Referring expression grounding data:
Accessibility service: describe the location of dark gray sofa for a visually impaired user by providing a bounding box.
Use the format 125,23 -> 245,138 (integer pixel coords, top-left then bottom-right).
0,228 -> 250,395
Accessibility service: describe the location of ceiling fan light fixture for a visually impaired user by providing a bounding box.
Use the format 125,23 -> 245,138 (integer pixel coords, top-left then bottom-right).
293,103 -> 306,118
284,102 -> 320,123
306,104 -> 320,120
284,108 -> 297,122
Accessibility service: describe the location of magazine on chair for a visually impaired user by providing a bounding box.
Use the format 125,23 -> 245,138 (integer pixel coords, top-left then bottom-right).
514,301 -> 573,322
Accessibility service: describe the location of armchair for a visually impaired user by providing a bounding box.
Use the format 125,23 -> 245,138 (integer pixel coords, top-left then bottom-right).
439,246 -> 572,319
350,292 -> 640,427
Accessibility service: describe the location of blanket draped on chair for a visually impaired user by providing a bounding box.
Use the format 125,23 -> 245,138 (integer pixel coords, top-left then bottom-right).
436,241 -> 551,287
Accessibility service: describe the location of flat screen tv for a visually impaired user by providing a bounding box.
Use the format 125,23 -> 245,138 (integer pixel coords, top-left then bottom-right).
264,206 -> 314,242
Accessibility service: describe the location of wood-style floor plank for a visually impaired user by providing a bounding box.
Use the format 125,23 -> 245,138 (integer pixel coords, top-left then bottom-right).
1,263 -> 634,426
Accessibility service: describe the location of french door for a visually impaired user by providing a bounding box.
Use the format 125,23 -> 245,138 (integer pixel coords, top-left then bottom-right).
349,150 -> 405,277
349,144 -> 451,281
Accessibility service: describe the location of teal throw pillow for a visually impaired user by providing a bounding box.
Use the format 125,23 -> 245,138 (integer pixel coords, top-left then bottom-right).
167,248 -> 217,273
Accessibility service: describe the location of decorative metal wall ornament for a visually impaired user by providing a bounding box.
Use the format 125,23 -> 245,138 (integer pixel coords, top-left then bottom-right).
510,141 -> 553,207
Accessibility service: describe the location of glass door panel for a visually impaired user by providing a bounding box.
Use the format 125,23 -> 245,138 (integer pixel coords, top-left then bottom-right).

*Required action:* From the data above, extract every line in its exact form.

*Result of this task:*
Accessibility service: describe the location of dark gray sofa for a visually impaired user by providing a bounding box.
Use the format 125,23 -> 245,138 (integer pixel coords, top-left then bottom-right).
0,228 -> 250,395
Accessibility service: describe the location of ceiling fan light fixture for a visually impaired user by providing a bounding box.
Use the format 125,23 -> 245,138 (integer pixel coords, top-left then bottom-right).
293,103 -> 306,118
284,102 -> 320,123
306,104 -> 320,120
284,108 -> 297,122
Accessibility service: describe the location of magazine on chair for a visually impaired user by providing a bounding box.
Use the format 125,23 -> 245,138 (integer pixel coords, top-left then bottom-right).
514,301 -> 573,322
Accessibility service: describe the location of armchair for a visually impaired user by providing a bounding box.
Use the format 125,23 -> 245,138 (integer pixel coords, top-left then bottom-right).
439,246 -> 572,319
350,292 -> 640,427
Accessibility service: describe the location of blanket draped on chair for a visually impaired user by providing a bounding box.
Use the format 125,23 -> 245,138 (integer pixel coords, top-left then bottom-right).
436,241 -> 551,287
Accessibility service: describe the location of flat screen tv for a visually impaired user by providing a bounding box.
Use the format 125,23 -> 245,138 (integer pixel coords, top-left then bottom-right).
264,206 -> 314,242
Accessibility service: describe the location of wood-style floor plank for a visually impaired user by providing a bounding box.
Use the format 125,23 -> 245,138 (integer pixel coords, top-left then bottom-right).
1,263 -> 634,426
Accessibility service: describe the location of french door for a visually impaired user by providing a bounding box.
Use the format 125,23 -> 245,138 (integer pixel coords, top-left then bottom-right).
349,150 -> 405,277
349,144 -> 451,281
Accessibility service: describe the location of teal throw pillow for a visually impaired user by providing a bounding box.
Use the format 125,23 -> 245,138 (integer pixel coords, top-left then bottom-right).
167,248 -> 217,273
Accessibility service: describe the location of decorative metal wall ornament for a visually impaired user by providing a bounding box.
Use the format 125,23 -> 245,138 (integer pixel coords, top-left then bottom-right).
510,141 -> 553,207
Accessibility service: describe the location of glass door panel for a visually impaired user by providing a bounding box.
Use the format 125,23 -> 245,138 (integer pixel coords, top-left then bottom-right).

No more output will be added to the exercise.